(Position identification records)

>>

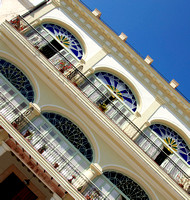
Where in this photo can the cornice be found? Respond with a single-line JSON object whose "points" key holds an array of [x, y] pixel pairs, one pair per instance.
{"points": [[111, 129], [128, 58]]}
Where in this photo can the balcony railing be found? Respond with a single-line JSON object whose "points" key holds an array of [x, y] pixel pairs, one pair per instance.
{"points": [[75, 75], [48, 150]]}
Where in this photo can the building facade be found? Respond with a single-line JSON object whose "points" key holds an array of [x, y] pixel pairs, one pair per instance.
{"points": [[82, 115]]}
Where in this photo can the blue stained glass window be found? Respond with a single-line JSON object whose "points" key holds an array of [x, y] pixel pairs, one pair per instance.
{"points": [[72, 133], [66, 38], [17, 78], [172, 139], [119, 88], [129, 187]]}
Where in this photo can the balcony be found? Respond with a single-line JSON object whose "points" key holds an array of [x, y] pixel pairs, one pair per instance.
{"points": [[49, 144], [97, 95]]}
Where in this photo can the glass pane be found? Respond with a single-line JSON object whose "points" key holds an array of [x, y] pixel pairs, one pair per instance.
{"points": [[113, 195]]}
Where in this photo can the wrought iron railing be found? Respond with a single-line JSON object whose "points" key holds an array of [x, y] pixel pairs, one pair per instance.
{"points": [[56, 158], [75, 75]]}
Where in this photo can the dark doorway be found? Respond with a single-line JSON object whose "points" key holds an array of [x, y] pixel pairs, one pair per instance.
{"points": [[162, 156], [48, 51], [12, 188]]}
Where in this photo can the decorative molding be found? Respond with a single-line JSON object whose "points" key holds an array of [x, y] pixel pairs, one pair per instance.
{"points": [[96, 13], [148, 60], [123, 37], [174, 83]]}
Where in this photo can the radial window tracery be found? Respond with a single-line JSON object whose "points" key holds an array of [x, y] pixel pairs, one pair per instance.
{"points": [[119, 88], [66, 38], [172, 139], [72, 133], [17, 78], [130, 188]]}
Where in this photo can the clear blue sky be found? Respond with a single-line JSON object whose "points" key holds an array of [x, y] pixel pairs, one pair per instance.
{"points": [[159, 28]]}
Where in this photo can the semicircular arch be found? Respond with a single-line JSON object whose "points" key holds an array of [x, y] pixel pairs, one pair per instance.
{"points": [[78, 123], [25, 82], [69, 28], [173, 136], [125, 80]]}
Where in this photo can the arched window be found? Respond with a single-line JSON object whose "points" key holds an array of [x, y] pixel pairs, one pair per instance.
{"points": [[117, 186], [172, 140], [72, 133], [66, 38], [119, 88], [17, 79], [57, 44], [175, 154], [111, 95]]}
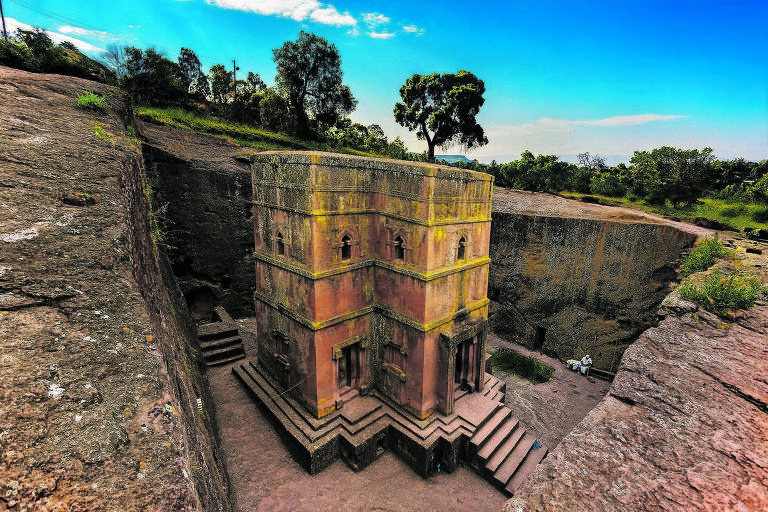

<<

JOB> Rescale the lines starting at the one that contains "Where in this photo can the radial" and ending at the end of the records: repeat each line in full, multiplying every [x, y] pixel coordinate in the answers by 1.1 and rounding to whole numbers with halves rounded up. Leave the pictures out.

RESULT>
Where in this photo can the radial window tracery be found? Respond with a single-line JSON object whose "points" key holds an array of [x, y] pixel pairs, one pair per instance.
{"points": [[131, 97], [73, 42], [189, 153], [79, 146], [19, 86], [143, 207]]}
Where in this photo can the clear blue sky be found? Respond with a single-line JSON object whose "points" key holds an array of [x, y] pixel pairs, one pair per instance.
{"points": [[175, 31]]}
Where in this photo can the semicircular arch be found? Respond with a single-line JSON object whose "points" key holds an array of [x, y] pixel pairs, one pair per instance.
{"points": [[86, 135], [28, 90], [76, 31], [190, 150], [138, 88]]}
Where in this photo can the arched window be found? Respond with a single-line JSON object whose "points" key holds an array of [x, y] pixel pairs, one pair per instance.
{"points": [[129, 205], [189, 154], [79, 146], [73, 42], [131, 97], [19, 87], [63, 48], [193, 169], [122, 105]]}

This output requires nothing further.